Work instruction - Below is a set of records; print all of them exactly as written.

Source information -

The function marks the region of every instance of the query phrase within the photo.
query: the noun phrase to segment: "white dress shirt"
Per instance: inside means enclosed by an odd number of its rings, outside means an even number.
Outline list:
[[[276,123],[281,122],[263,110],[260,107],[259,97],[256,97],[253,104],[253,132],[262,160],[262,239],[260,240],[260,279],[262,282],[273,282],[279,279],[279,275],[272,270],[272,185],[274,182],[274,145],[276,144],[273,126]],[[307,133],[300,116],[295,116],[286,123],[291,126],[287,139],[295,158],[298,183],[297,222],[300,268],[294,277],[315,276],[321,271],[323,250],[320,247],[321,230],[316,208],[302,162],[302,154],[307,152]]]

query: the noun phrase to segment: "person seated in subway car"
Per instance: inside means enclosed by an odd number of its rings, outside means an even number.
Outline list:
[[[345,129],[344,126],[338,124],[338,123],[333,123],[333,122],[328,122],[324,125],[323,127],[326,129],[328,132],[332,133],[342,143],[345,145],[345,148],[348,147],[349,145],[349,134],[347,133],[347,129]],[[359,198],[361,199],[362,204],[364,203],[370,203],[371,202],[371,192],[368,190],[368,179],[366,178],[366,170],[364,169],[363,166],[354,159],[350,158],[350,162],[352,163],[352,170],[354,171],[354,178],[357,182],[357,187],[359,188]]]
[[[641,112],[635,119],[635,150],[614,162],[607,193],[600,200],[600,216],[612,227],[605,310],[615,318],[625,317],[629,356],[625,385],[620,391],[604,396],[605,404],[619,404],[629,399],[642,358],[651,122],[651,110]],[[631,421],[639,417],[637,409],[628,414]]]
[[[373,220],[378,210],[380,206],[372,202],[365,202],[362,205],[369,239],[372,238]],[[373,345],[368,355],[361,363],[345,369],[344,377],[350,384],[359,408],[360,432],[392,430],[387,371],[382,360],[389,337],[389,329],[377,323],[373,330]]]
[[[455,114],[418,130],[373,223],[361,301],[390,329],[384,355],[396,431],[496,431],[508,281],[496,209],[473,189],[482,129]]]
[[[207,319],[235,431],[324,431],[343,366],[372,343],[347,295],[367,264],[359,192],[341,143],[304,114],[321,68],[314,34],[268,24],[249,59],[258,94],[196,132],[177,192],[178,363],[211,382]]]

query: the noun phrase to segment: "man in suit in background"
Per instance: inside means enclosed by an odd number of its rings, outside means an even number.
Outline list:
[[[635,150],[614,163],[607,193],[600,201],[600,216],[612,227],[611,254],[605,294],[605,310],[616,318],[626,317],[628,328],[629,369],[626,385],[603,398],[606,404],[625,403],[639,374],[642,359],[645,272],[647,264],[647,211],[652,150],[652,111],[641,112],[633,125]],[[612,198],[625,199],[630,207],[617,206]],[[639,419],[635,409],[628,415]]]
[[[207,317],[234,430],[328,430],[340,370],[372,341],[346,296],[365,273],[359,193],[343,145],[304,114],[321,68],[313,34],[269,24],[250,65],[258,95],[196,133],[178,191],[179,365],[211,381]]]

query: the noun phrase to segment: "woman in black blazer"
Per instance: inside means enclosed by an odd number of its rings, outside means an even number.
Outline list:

Answer -
The function marks the region of every instance of the query phrase within the photo.
query: the noun phrase to segment: "white dress shirt"
Per instance: inside means enclosed by an odd number of its rings, outside means an even number.
Outline list:
[[[276,123],[281,122],[263,110],[260,107],[259,97],[256,97],[253,104],[253,132],[262,160],[262,239],[260,240],[260,279],[262,282],[273,282],[279,279],[279,275],[272,270],[272,185],[274,182],[274,145],[276,144],[273,126]],[[307,133],[300,116],[295,116],[286,123],[291,126],[287,139],[295,158],[298,183],[297,222],[300,268],[294,277],[315,276],[321,271],[323,250],[320,247],[321,230],[316,208],[302,162],[302,154],[307,152]]]

query: the noun phrase to segment: "person seated in subway car"
Per instance: inside means enclosed by an odd number of its rings, outside means an even number.
Outline list:
[[[345,129],[344,126],[338,124],[338,123],[333,123],[333,122],[328,122],[324,125],[323,127],[326,129],[328,132],[332,133],[342,143],[345,145],[345,148],[348,147],[349,145],[349,134],[347,133],[347,129]],[[359,198],[361,199],[362,204],[364,203],[370,203],[371,202],[371,192],[368,190],[368,179],[366,178],[366,170],[364,169],[363,166],[354,159],[350,158],[350,162],[352,163],[352,170],[354,171],[354,178],[357,182],[357,187],[359,188]]]
[[[641,112],[635,119],[635,150],[614,162],[607,193],[600,200],[600,216],[612,227],[605,310],[615,318],[625,317],[629,356],[625,385],[620,391],[604,396],[605,404],[619,404],[629,399],[642,358],[651,122],[651,110]],[[631,421],[639,417],[637,409],[628,414]]]
[[[373,220],[378,210],[380,206],[372,202],[365,202],[362,205],[369,239],[372,238]],[[373,345],[368,355],[361,363],[345,369],[344,377],[350,384],[359,408],[360,432],[392,430],[387,371],[382,360],[389,337],[389,329],[377,323],[373,330]]]
[[[455,114],[418,130],[373,223],[361,301],[390,329],[384,355],[396,431],[496,431],[508,281],[496,209],[473,189],[482,129]]]
[[[207,319],[235,431],[324,431],[343,366],[372,343],[347,295],[367,264],[359,192],[341,143],[304,114],[321,68],[314,34],[268,24],[249,59],[258,94],[196,132],[177,192],[178,363],[211,382]]]

query: the noun phrase to segment: "man in suit in background"
Per instance: inside means enclosed by an odd number of its rings, outside means an even number.
Outline list:
[[[635,150],[614,163],[607,193],[600,201],[600,216],[612,227],[611,254],[605,294],[605,310],[616,318],[626,317],[628,328],[629,369],[626,385],[603,398],[606,404],[625,403],[639,374],[642,359],[645,272],[647,264],[647,211],[652,150],[652,111],[641,112],[633,125]],[[612,198],[625,199],[630,207],[617,206]],[[639,419],[635,409],[628,415]]]
[[[207,317],[234,430],[328,430],[340,370],[372,341],[346,296],[365,273],[359,193],[343,145],[304,114],[321,68],[313,34],[269,24],[250,65],[258,95],[196,133],[178,191],[179,365],[211,381]]]

query: the noun phrase to segment: "woman in black blazer"
Per instance: inside means enclosed by an odd number of its rings, outside means an even number.
Outline list:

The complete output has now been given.